(PROBLEMS):
(1) Translate this sentence from the essay on socialism into Spanish: "A classless society would have to be democratic."
(2) In the essay on socialism, who defined a socialist society as a democratic society without distinctions of hereditary economic class?
(3) Carry the essay on socialism forward from its final sentence.

(TEXT EXTRACT):
>> Begin
This being written in the United States in the third millennium, I have to begin by pointing out what socialism is not, at least as I am using the term here. Socialism is not government control of the economy. The Nobel Laureate economist W. Arthur Lewis defined a socialist society as a democratic society without distinctions of hereditary economic class -- a democratic classless society. Government control of economic activity would then be, at most, a means to the more fundamental end of a classless society, as Lewis pointed out. I understand that most anti-socialists would interpret "socialism" as meaning that the individual should be subordinated to society, with government as the voice of society; but should the opponents of a movement be allowed to define it? (If so, I will define conservatism as infinite evil and leave it at that. You see where this gets us?) Socialists themselves have been far less unified on the relation of socialism to government control. Some socialists are anarchists. Many are liberal, in the sense of advocating that government be limited in certain ways. Some, who seem to me to have been fatally confused, have been totalitarians. What they do agree on is the objective of the classless society. It makes more sense, I suggest, to define a political movement by what its followers agree on rather than what they disagree on.
The term "democratic socialism" and the phrase "democratic classless society" do seem to me to be redundant. A classless society would have to be democratic. Give some group or party a monopoly of power, and it will make itself into a ruling class -- which seems to me to have been just what happened in the Soviet Union. Thus the idea behind the Soviet Union, the so-called Dictatorship of the Proletariat, was fatally confused and destined to fail as socialism from the start. And there were socialists who understood that all along, although we didn't have the power.
>> End
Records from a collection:
>> Begin
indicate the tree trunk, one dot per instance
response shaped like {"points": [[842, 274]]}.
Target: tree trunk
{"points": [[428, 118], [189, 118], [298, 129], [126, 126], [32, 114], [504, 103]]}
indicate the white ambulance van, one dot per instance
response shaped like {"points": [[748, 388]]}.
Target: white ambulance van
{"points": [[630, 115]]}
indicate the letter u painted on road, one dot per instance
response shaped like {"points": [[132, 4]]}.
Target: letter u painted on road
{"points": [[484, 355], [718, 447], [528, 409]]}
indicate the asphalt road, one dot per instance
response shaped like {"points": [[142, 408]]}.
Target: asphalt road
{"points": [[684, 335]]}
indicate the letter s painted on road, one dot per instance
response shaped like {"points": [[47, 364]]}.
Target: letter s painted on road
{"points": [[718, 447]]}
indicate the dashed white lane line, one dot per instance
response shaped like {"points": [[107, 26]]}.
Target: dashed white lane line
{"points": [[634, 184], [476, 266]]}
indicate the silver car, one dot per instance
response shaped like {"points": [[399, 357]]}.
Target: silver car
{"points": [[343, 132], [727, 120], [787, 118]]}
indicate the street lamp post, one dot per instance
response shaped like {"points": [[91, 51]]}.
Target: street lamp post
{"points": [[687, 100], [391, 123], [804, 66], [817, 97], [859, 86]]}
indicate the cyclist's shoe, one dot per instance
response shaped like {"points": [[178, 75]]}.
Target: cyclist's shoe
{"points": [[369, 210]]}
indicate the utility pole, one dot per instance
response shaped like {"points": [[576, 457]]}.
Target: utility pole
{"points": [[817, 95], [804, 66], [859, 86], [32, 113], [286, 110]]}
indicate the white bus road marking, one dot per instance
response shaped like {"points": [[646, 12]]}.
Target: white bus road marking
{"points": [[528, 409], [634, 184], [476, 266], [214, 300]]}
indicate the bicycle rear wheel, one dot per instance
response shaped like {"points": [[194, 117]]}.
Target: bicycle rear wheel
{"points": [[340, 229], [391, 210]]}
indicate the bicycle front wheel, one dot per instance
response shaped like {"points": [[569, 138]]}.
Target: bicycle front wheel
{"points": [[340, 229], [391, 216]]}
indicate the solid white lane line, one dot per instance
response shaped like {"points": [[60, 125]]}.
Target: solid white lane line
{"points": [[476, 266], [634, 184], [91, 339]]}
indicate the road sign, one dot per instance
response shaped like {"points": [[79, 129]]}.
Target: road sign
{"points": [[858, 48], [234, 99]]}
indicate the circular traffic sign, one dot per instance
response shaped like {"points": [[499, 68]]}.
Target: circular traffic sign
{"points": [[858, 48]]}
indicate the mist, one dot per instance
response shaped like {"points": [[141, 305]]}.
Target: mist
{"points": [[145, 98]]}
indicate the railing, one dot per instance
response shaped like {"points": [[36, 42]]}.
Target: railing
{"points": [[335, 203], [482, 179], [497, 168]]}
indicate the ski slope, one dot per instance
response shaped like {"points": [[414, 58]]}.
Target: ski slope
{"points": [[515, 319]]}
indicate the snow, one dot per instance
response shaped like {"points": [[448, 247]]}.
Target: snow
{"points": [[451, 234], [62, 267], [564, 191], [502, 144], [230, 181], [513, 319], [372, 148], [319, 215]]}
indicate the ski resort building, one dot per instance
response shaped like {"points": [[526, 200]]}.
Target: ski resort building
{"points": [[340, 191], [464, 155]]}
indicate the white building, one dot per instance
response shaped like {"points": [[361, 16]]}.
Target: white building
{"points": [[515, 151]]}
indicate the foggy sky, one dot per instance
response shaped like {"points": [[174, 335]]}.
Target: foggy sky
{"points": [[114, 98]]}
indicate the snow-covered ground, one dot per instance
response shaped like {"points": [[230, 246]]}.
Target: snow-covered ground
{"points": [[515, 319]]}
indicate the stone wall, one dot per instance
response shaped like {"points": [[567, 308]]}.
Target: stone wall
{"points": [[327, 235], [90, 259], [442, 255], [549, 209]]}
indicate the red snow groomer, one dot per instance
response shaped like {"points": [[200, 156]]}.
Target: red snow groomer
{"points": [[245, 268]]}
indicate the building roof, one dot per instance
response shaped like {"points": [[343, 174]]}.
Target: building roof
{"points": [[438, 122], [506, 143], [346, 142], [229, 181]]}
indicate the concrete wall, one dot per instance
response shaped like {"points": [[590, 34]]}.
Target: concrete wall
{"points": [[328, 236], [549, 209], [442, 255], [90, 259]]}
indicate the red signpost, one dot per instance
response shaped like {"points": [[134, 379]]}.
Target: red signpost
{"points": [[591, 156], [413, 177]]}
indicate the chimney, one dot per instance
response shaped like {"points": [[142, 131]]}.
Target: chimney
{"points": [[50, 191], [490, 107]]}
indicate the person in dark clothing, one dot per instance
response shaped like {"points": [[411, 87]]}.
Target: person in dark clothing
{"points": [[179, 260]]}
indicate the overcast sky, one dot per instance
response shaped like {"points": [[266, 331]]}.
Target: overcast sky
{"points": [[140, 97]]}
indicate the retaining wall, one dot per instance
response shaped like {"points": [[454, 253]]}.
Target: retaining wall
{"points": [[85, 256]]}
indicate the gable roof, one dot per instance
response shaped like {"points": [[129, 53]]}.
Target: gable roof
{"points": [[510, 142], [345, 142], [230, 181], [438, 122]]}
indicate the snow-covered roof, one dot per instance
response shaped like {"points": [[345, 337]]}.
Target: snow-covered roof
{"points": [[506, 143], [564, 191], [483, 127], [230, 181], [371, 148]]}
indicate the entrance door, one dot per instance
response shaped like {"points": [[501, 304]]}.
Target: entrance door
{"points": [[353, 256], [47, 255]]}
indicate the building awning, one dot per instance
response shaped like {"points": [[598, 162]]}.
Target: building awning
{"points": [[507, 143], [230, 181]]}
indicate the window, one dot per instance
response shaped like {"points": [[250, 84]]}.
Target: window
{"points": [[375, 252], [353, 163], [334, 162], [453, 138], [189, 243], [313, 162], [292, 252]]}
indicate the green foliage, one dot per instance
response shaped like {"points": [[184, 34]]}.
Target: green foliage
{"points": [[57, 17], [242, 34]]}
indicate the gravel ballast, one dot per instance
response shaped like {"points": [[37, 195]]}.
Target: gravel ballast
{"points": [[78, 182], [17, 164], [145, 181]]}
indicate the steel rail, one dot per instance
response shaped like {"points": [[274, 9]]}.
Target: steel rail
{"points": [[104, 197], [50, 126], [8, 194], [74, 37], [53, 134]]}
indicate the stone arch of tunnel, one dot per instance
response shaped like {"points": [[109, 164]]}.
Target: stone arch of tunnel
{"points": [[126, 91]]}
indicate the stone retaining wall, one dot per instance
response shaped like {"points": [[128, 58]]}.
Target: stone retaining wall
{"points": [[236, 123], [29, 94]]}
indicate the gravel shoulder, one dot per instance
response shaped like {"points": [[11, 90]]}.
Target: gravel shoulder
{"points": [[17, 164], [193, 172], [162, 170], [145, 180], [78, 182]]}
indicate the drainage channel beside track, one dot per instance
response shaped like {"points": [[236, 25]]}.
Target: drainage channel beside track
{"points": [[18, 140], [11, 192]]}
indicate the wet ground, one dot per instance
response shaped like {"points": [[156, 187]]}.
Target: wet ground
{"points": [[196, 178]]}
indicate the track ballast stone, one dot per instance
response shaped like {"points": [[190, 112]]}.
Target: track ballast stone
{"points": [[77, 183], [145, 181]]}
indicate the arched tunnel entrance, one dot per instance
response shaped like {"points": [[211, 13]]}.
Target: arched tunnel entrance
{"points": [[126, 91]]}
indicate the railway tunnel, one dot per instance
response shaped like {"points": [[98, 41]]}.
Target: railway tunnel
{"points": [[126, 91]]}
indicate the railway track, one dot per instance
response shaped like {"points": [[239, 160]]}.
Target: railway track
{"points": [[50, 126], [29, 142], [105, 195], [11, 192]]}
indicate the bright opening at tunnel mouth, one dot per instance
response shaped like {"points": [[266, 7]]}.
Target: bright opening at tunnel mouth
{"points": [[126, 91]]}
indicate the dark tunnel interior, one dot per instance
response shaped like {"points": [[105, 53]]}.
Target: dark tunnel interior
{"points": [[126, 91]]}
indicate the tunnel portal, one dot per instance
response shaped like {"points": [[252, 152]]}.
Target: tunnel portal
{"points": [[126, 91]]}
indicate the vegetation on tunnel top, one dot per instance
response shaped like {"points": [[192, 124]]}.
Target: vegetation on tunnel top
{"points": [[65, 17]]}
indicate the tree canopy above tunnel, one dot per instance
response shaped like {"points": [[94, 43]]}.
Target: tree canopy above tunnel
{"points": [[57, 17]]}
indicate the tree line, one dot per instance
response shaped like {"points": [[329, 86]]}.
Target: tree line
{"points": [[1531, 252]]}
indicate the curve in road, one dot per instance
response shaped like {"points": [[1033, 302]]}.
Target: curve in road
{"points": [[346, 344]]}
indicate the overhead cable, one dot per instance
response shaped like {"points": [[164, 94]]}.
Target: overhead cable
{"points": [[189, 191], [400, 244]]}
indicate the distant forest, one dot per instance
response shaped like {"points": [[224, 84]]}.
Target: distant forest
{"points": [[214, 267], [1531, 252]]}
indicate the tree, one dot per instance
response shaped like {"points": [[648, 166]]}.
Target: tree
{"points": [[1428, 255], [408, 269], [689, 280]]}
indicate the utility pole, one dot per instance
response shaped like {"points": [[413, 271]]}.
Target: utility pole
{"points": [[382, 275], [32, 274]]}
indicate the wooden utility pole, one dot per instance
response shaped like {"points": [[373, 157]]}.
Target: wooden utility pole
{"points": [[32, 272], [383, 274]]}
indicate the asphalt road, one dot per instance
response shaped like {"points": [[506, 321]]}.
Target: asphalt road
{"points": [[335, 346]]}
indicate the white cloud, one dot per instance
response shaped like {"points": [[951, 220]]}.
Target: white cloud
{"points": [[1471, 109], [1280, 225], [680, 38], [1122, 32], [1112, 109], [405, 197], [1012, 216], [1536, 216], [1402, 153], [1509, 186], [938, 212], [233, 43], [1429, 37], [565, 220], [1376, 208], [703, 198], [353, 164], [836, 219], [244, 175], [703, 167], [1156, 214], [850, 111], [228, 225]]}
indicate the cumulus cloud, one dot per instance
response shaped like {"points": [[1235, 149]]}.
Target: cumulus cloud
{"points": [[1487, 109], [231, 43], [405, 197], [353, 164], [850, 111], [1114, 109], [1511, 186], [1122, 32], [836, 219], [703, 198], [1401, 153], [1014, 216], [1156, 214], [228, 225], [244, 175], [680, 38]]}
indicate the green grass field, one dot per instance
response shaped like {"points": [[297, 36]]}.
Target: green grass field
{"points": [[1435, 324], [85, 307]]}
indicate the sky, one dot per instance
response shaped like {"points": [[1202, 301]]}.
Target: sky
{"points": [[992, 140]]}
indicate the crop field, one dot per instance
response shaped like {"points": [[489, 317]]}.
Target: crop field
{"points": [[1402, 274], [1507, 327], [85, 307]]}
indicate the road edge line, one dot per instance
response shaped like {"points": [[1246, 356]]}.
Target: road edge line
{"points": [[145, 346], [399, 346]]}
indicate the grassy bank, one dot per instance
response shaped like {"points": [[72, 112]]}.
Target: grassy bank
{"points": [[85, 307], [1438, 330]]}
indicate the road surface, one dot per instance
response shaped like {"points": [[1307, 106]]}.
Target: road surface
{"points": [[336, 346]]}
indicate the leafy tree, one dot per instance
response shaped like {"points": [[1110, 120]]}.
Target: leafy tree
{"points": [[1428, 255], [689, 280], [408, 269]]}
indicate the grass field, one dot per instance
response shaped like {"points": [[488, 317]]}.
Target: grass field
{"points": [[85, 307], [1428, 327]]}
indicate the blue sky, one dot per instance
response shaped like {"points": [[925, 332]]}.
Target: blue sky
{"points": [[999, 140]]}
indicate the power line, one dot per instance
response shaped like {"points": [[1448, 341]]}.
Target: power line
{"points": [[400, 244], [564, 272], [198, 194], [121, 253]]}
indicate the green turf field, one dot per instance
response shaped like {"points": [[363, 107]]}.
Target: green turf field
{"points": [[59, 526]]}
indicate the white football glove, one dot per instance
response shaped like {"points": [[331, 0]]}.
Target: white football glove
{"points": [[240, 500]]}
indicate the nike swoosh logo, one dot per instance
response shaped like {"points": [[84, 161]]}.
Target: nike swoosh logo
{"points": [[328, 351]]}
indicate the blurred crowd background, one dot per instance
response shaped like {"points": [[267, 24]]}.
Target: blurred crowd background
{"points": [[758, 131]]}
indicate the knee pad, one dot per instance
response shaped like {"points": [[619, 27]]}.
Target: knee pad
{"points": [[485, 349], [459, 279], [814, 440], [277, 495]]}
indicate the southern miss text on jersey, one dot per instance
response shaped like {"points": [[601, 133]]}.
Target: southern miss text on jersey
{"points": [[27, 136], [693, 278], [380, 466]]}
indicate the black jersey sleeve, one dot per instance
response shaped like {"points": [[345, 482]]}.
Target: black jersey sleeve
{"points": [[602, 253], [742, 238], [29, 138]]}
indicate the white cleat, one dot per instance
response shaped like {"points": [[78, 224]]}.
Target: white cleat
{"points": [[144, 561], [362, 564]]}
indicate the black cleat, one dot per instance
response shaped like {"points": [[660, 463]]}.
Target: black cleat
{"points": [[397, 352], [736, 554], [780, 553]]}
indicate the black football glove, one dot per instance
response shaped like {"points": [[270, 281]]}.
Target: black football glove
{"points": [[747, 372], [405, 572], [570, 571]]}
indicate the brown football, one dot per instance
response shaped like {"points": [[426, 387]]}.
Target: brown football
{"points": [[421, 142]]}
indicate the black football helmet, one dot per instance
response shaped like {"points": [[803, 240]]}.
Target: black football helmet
>> End
(OUTPUTS IN ORDER):
(1) Una sociedad sin clases tendría que ser democrática.

(2) The Nobel Laureate economist W. Arthur Lewis.

(3)
The idea that government control of the economy could be a means to create socialism -- to create a classless society -- had a deceptive simplicity. If all enterprises were to be nationalized, then, on the one hand, the property of the capitalist class would be abolished, so the capitalist class would cease to exist. The former capitalists would have to get jobs; they would then be members of the working class. On the other side, all employees would be employees of the state, that is, civil servants, so all would be of the same class. This, roughly, was the plan of the Fabian socialists under the leadership of Sidney Webb. Webb anticipated that the government that would employ everybody would be a parliamentary democracy. Stalin adopted it for the Soviet Union, in the context instead of a one-party totalitarian state. We will probably never know whether this approach to socialism might have succeeded in a parliamentary democracy, but much of the experience of the twentieth century suggests that it was an oversimplified vision.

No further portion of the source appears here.